[[ Document text open ]]

Seafood aficionados and amateurs alike appreciate the diversity of our seafood selections. From lobster and oysters to salmon and tuna, there’s no lack of love for the bounty that we deliver right to your door.
But one of our selections doesn’t always garner the enthusiasm of our other fresh favorites: Tilapia. Sentiments on this delicious freshwater fish can range from a mild-mannered “so-so” to a more opinionated “not a real fish.”
So why does tilapia, which is both tasty and good for you, tend to have a negative reputation? Is it warranted? Today we're going to explore some of the more popular opinions of tilapia – both good and bad – and answer some of our customer's frequently asked questions about one of seafood's most contentious fish.
Is Tilapia a Real Fish?
Yes, tilapia is a real fish – not a “franken-fish.” Stories of tilapia go back to the Roman Empire in 1500 B.C., with biblical scholars even hypothesizing that Jesus fed the masses on the shores of the Sea of Galilee with two tilapia and four loaves of bread!
Fast forward to the 21st century, tilapia is actually one of the most popular fish served in restaurants. Ranking behind tuna, salmon, and Alaskan pollock, it’s the fourth most commonly consumed type of seafood in the United States.
The most popular varieties of tilapia include Nile tilapia, blue tilapia, and Mozambique tilapia. While their flavor profiles are similar, the quality and taste are affected by their growing environment, feed type and water conditions.

[[ Document text closed ]]
[[ Data shown open ]]

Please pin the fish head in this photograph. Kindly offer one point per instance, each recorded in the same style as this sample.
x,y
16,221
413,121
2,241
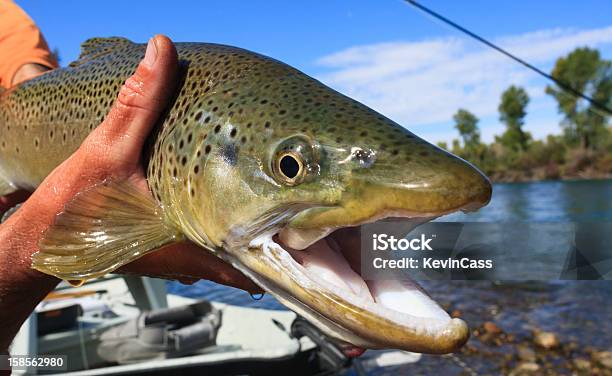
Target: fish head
x,y
315,166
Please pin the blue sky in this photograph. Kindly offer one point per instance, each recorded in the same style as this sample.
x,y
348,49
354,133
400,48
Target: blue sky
x,y
384,53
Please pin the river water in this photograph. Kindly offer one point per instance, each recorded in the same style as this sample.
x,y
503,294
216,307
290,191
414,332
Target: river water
x,y
579,313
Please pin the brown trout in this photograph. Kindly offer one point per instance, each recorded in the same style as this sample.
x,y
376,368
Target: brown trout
x,y
255,162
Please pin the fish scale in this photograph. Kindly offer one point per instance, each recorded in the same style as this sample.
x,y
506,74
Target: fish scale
x,y
248,148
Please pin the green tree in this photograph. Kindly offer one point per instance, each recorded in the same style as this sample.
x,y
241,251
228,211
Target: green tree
x,y
584,70
512,111
467,125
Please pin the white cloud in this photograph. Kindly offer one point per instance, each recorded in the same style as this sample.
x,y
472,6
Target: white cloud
x,y
421,84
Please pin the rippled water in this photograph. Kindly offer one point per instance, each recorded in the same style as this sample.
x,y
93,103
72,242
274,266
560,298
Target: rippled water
x,y
579,312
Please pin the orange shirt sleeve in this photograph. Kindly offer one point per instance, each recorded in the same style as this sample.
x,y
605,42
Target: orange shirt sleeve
x,y
20,42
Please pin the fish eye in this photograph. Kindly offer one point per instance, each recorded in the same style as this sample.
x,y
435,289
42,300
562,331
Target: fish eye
x,y
290,168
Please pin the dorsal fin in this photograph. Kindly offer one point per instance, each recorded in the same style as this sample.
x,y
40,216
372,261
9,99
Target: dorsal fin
x,y
96,47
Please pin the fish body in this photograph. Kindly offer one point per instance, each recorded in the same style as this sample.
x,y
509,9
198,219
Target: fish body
x,y
255,162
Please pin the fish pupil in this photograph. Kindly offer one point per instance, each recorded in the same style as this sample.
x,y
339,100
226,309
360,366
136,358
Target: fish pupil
x,y
289,166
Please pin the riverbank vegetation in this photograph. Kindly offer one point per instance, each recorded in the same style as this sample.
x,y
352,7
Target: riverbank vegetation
x,y
583,149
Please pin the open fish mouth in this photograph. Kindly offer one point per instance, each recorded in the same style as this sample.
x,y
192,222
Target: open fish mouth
x,y
322,282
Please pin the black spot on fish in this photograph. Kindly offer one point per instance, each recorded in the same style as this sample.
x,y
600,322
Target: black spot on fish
x,y
229,153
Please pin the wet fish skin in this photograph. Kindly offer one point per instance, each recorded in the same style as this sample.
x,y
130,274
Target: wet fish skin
x,y
213,162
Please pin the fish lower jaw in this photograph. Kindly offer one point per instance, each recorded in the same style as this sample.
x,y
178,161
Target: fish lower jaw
x,y
320,284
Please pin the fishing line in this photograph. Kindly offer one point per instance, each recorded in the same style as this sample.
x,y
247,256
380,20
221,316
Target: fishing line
x,y
561,84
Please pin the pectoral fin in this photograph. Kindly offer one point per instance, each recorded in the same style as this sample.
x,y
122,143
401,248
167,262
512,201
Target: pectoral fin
x,y
6,187
102,229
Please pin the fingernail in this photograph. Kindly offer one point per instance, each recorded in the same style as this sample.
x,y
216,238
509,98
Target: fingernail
x,y
150,54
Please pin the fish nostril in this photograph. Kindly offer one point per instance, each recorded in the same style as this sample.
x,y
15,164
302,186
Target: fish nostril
x,y
365,158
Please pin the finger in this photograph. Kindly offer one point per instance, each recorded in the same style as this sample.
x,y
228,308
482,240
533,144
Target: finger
x,y
194,263
140,101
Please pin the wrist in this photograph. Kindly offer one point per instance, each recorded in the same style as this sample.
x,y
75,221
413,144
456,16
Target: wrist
x,y
21,287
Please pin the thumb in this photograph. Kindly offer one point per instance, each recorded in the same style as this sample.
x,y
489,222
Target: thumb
x,y
140,101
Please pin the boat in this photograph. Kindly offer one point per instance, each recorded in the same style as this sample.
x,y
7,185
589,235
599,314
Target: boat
x,y
121,325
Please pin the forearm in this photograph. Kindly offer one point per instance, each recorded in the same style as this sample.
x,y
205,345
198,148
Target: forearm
x,y
21,287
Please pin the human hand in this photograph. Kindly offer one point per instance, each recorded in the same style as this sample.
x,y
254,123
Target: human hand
x,y
112,151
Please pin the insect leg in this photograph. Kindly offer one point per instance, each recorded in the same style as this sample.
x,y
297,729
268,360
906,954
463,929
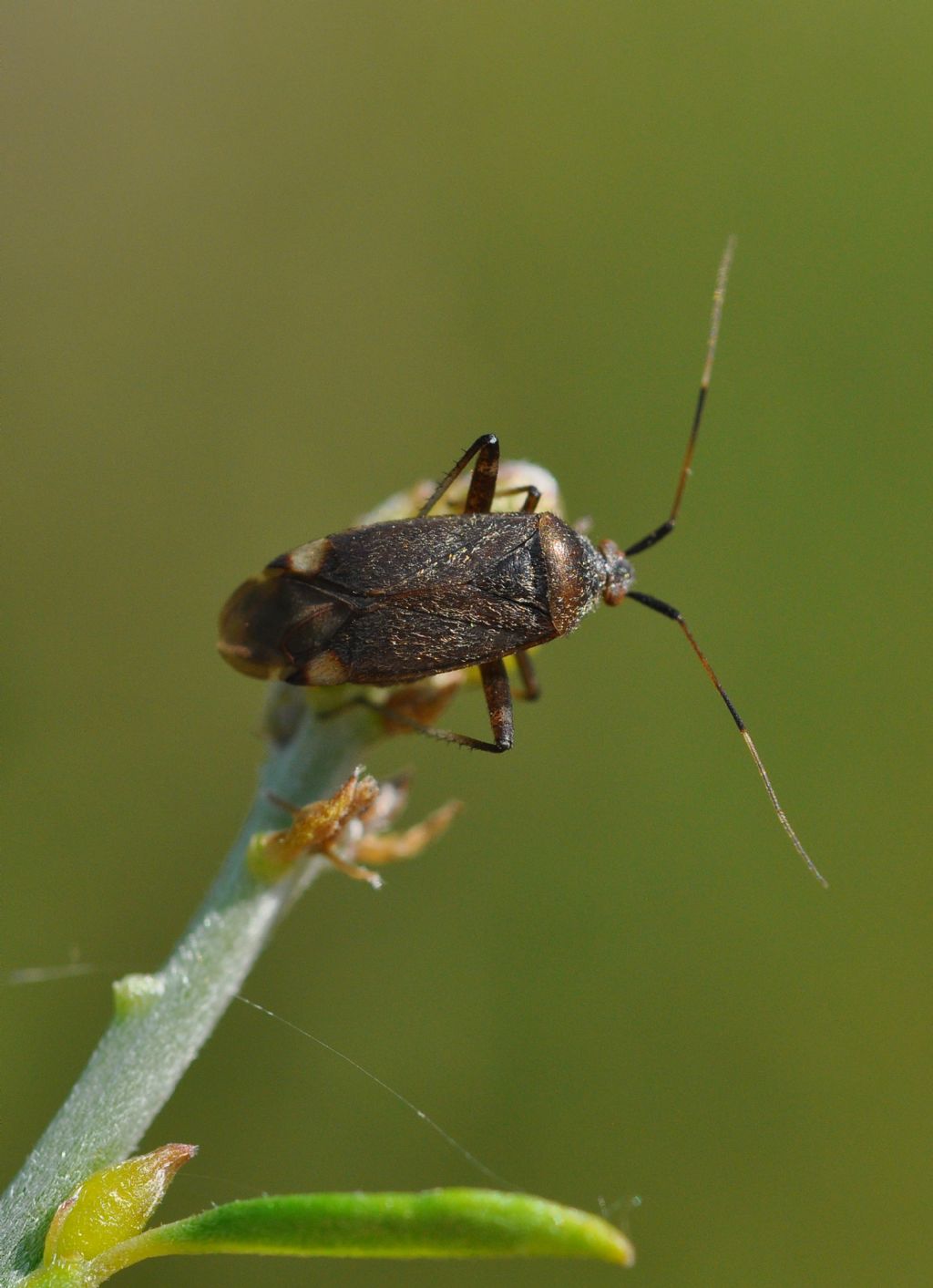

[[ Data shown closed ]]

What is expected ::
Pick up the tilapia article after its last sentence and keep writing it. None of the lines are needed for this.

Task response ::
Where Does Tilapia Come From?
Although tilapia hails from Africa, its surge in popularity has led to the development of commercial tilapia farms around the world. Over 135 countries, including the United States, produce farm-raised tilapia in indoor recirculating tanks, ponds, freshwater net pens, and raceways.
Is Tilapia Bad for You?
The quality of tilapia aquaculture systems can have impacts on both flavor and the nutritional profile. Tilapia quality and taste are affected by the feed type, which is typically corn and soy pellets. A high-quality, vegetable-based diet is imperative because it satisfies the population’s appetite, ensuring that the fish do not eat less desirable components.
Is Tilapia Good for You?
Yes! Responsibly-sourced tilapia is a delicious source of lean protein that is low in calories, fat, and carbohydrates and high in vitamins and minerals like selenium, vitamin B12, niacin, and potassium.
While tilapia is lower in the omega-3 fatty acids that are characteristic of salmon and sardines, it is comparable to other popular fish selections like cod, mahi mahi, and yellowfin tuna.
How Does Tilapia Farming Affect the Environment?
One benefit of tilapia farming is that it supports the sustainability of the wild tilapia population. Responsible aquaculture of any species provides a cost-effective product that supports global demand for protein without depleting native stock.
Does Farmed Tilapia Taste Good?
Tilapia’s sweet, mild taste and flaky texture make it a great fit for recipes calling for white fish. The lean fillets absorb flavors easily, so we recommend using a light hand with spices and sauces. Tilapia is versatile across many cooking methods including pan frying, broiling, baking, or braising.